Martial Arts Advanced techniques, Do they exist?




My thoughts on advanced techniques in budo, koryu Martial Arts. Learn sword Join my endeavors on PATREON …

16 thoughts on “Martial Arts Advanced techniques, Do they exist?

  1. dosdadio siapa says:

    I think that in everything there is a beginning which is the basic of something, and advancement which is more than just the beginning because it is additional to the basic form.

  2. Knuckle Puppy says:

    I certainly do believe every school/style I martial arts has certain moves and techniques, but to say "I know advanced arts and can teach them" should come with several grains of salt. He might. He/we should also know that he only speaks of the art he learned, from whomever would consider him proficient. Bad marketing ploy there.

  3. Mark Myers says:

    when you first walk in as a beginner…EVERYTHING is an "advanced" technique. You learn the basics… and if you think on what you are doing… at least with me… I start seeing something else to do, that would hinder at least, or maybe disarm or disable your opponent. That said, if you tried using them during practice and training, you might end up being called "a bad student". I don't know what a sensei would do as I have never gotten that far.
    I enjoyed the Shintokai Battado videos about his accident and your comments and vids. Idk why he would try out that move without doing it slow first. Its like a different car. gotta get used to it first.

    I just subscribed. keep up the good info.

  4. Bill Lancaster says:

    Thanks for the video Steven, thought provoking as usual.
    I must have been very lucky with my teachers. The idea of advanced techniques that aren't taught until you reach a certain rank, spent x amount of time training or paid the requisite fee were unthinkable.
    Saito Morihiro Shihan was my sensei's only teacher. He taught a logical progression of techniques that built on what was previously learnt. No secrets, no wait until Shodan/Sandan etc., nothing withheld from students. Just deep knowledge and amazing skills on display and shared with everyone.

Stored data entries
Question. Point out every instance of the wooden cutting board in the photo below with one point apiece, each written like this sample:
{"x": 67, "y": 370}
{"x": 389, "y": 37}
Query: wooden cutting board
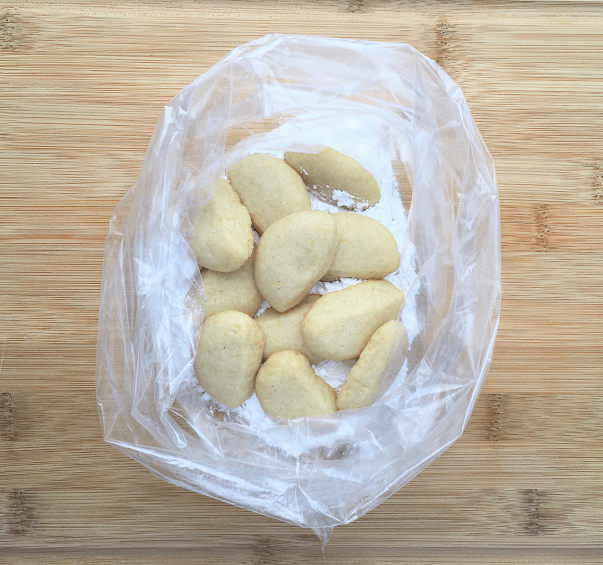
{"x": 82, "y": 86}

▸ **Written request**:
Please return, word for word, the part of the martial arts page that begins at the words "3. Mark Myers" and stops after "provoking as usual.". The items are not needed here.

▸ **Reply to the task**:
3. Mark Myers says:

    when you first walk in as a beginner…EVERYTHING is an "advanced" technique. You learn the basics… and if you think on what you are doing… at least with me… I start seeing something else to do, that would hinder at least, or maybe disarm or disable your opponent. That said, if you tried using them during practice and training, you might end up being called "a bad student". I don't know what a sensei would do as I have never gotten that far.
    I enjoyed the Shintokai Battado videos about his accident and your comments and vids. Idk why he would try out that move without doing it slow first. Its like a different car. gotta get used to it first.

    I just subscribed. keep up the good info.

  4. Bill Lancaster says:

    Thanks for the video Steven, thought provoking as usual.